Saturday, January 12, 2019

Four Reasons Charters Are A Bad Fit For Rural Communities

For just a moment, I'm going to set aside the larger problems of charters and privatization nationally. Charter advocates and education reformers have recently turned their attention to rural communities. Last summer, Mike Petrilli (Fordham Institute) unleashed one of his wide-release op-eds to point out the "problem" of "charter deserts"--those markets where charter schools have made few inroads. Andy Smarick and Mike McShane just released an entire volume of essays about rural education, and at the 74, Arielle Dreher published a thoughtful piece about one of the tensions inherent in rural education--are schools supposed to educate students to revitalize the local community or to escape it?
There are fewer than 800 charter schools in the rural parts of this country, and some advocates of choice are anxious to open up that untapped market. But there are some reasons that charter schools are particularly bad fits for rural areas.

Rural Schools Are Part Of The Heart Of Their Communities

My children went to school in a tiny village where the two central institutions were the elementary school and the volunteer fire department. In rural and small town areas, grown adults still identify themselves by what high school they graduated from. Sporting events, school concerts, art displays--these are attended by all sorts of people who are not actual parents of the participants. Launching a charter school in this setting is about as welcome as having a guy move into the house next door and inviting your children to call him "Dad."



Rural Schools Run On Tight Budgets

One does not remove a few hundred thousand dollars from a rural school budget without really feeling it. Most rural districts are lean operations already, without fifteen jobs like Assistant Vice-Superintendent in charge of Paper that can be easily absorbed. Transportation may be a huge chunk of the budget, and there really isn't any way to tighten that particular belt. The minute a charter starts "redirecting" tax dollars away from a rural district, that district will feel the hurt.

Rural Communities Are Not Always Easily Entered By Outsiders

This is not to suggest that every rural community is straight out of Deliverance. But city folks often drastically underestimate how important it is to know the territory. Every small town can tell a story about some city big shot who rolled into town and thought he was going to institute sweeping changes, only to fall flat on his face.
In part, there is no mystery here. Someone who is a big-time operator in New York City would not imagine that he could just stroll into Chicago without first studying the lay of the land and getting connected to the right people. Why imagine that moving into a small town would be different. If anything, a small town is more difficult, because everybody knows everybody. True story: a sharp operator moved into our area as operator of the hotel in town and planned to make it the arts hub of the area. He planned to kick things off with a big festival featuring choirs from all four area high schools and to do that he called each director and told her that the other three were already on board. Those choir directors were neighbors and sang in the same church choir; his lies didn't help him get launched. Even when they are honest, outside operators have a hard time moving and shaking in rural areas.

Information provided:

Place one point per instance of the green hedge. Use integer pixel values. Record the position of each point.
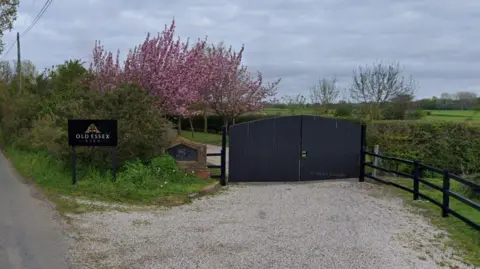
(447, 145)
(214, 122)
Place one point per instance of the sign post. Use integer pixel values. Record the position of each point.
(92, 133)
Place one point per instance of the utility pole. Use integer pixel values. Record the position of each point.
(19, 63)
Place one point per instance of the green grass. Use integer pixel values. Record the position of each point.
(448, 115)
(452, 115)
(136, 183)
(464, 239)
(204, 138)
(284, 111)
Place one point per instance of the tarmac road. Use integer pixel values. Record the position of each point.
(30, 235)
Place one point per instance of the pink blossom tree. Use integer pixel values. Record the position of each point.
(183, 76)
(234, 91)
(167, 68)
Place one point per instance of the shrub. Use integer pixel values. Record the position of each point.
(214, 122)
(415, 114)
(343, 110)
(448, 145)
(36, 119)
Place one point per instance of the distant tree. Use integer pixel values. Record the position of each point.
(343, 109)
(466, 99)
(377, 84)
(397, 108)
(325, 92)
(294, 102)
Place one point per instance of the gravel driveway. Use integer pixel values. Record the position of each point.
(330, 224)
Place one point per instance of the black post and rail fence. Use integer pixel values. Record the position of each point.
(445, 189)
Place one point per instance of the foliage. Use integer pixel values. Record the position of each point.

---

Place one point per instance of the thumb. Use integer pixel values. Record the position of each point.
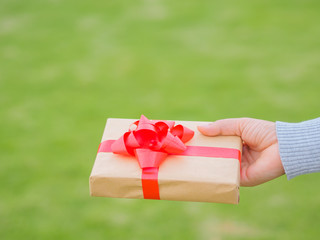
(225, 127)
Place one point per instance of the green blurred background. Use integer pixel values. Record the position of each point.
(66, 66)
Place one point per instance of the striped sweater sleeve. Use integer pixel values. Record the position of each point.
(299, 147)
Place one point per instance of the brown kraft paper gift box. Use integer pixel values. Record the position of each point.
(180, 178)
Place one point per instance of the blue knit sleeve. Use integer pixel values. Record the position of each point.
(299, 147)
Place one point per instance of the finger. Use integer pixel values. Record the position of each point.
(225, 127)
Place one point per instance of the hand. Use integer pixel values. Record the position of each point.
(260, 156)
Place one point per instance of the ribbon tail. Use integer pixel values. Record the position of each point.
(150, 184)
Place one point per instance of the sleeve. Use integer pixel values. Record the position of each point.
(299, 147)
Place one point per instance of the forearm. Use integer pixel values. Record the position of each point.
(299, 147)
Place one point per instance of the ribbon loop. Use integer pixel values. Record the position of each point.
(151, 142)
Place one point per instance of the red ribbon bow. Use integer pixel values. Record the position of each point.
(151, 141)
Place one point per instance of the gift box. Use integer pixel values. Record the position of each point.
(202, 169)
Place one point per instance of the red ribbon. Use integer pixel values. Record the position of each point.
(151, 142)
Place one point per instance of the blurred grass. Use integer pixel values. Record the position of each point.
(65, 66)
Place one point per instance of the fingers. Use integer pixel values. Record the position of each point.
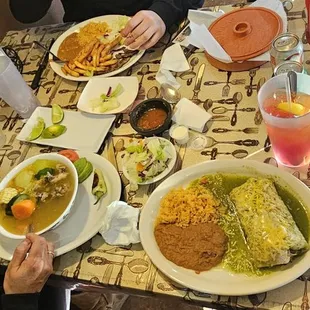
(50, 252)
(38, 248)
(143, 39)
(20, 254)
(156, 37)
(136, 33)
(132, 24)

==

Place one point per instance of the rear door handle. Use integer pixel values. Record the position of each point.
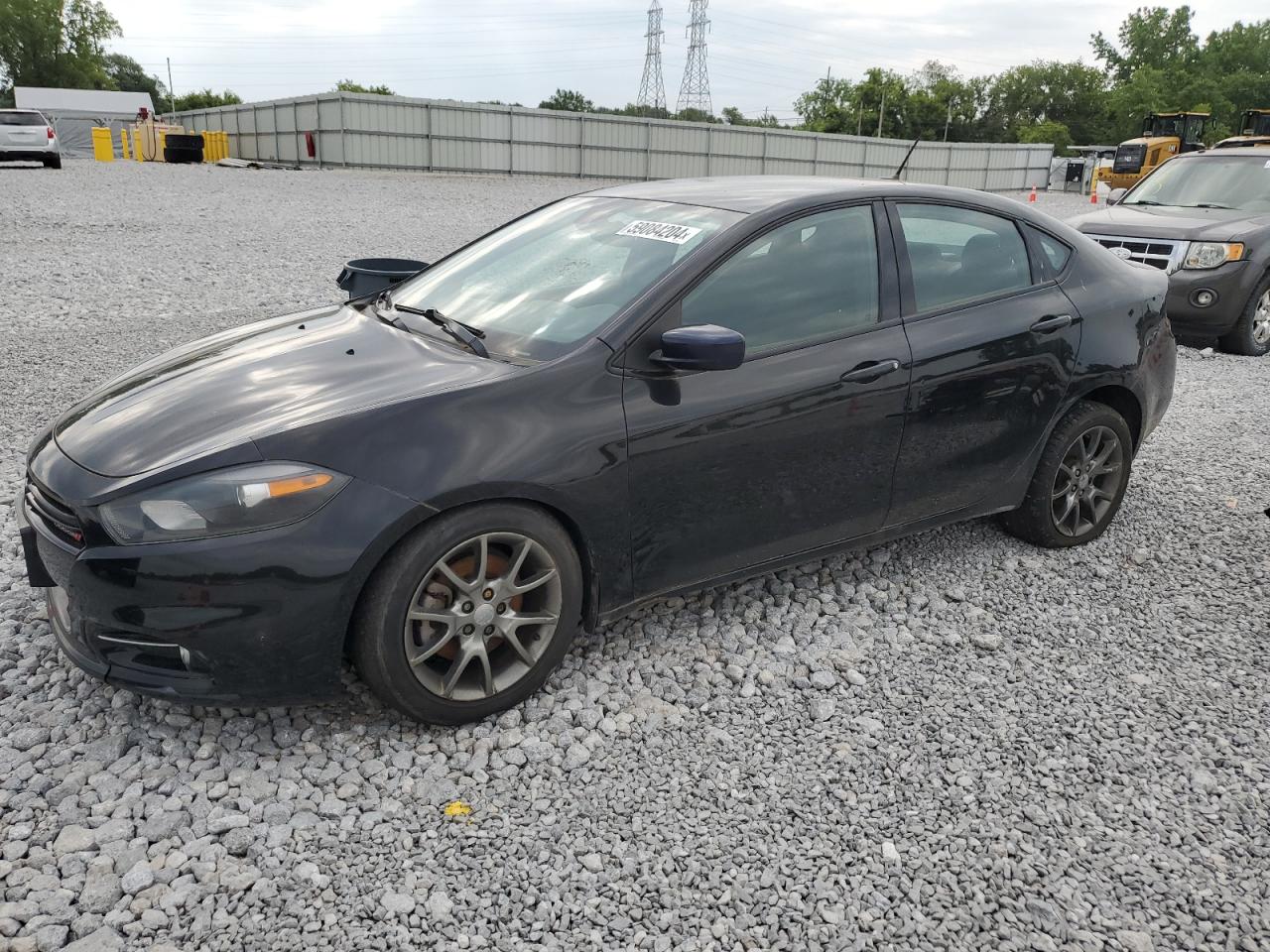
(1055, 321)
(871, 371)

Problems and tasks:
1 > Reproduce everything in the post on charter schools in rural communities from "One does not" down to "feel the hurt.".
2 > Answer these questions about the post on charter schools in rural communities:
(a) About how many charter schools are in the rural parts of the country?
(b) What were the two central institutions of the village where the writer's children went to school?
(c) How many area high schools were to have choirs at the hotel operator's festival?
3 > Pick up the post on charter schools in rural communities where it stops and keep writing.
These items were drawn from a separate source.

Responses to the exercise:
1 >
One does not remove a few hundred thousand dollars from a rural school budget without really feeling it. Most rural districts are lean operations already, without fifteen jobs like Assistant Vice-Superintendent in charge of Paper that can be easily absorbed. Transportation may be a huge chunk of the budget, and there really isn't any way to tighten that particular belt. The minute a charter starts "redirecting" tax dollars away from a rural district, that district will feel the hurt.

2 >
(a) Fewer than 800.
(b) The elementary school and the volunteer fire department.
(c) All four.

3 >
Charter operators have a history of bypassing the local community they enter, of doing charters to the locals instead of with them. In cities where the power centers may be located far from the neighborhoods in question, that may be successful. In rural areas, it's less likely to succeed.

Rural Communities Are Limited Markets

Charters are launched with primary attention to business concerns, not educational ones. It is more appealing to launch your charter business in a city with a half a million potential customers than a rural area with five hundred potential customers. Rural areas offer little in the way of the attractive real estate deals that have powered some urban charters. Nor do rural areas have large numbers of wealthy backers willing to help finance a charter operation. If you are hoping, directly or indirectly, to make some money running your charter, there are riper markets to approach than rural ones. Even if you hope to do good, but want to be sure you have a solid financial basis, there are better places to launch than in a rural area.

When Do Rural Charters Make Good Sense

The small community of Tidioute, Pennsylvania, lost its public school due to budget cuts in the larger district of which they were a part. So to keep the heart of their community intact and their children's education local, they re-opened their local school as a charter school, operated and controlled by local folks.

It is the one approach to rural chartering that makes sense--a local school under local control created to meet a local need. That's a good charter.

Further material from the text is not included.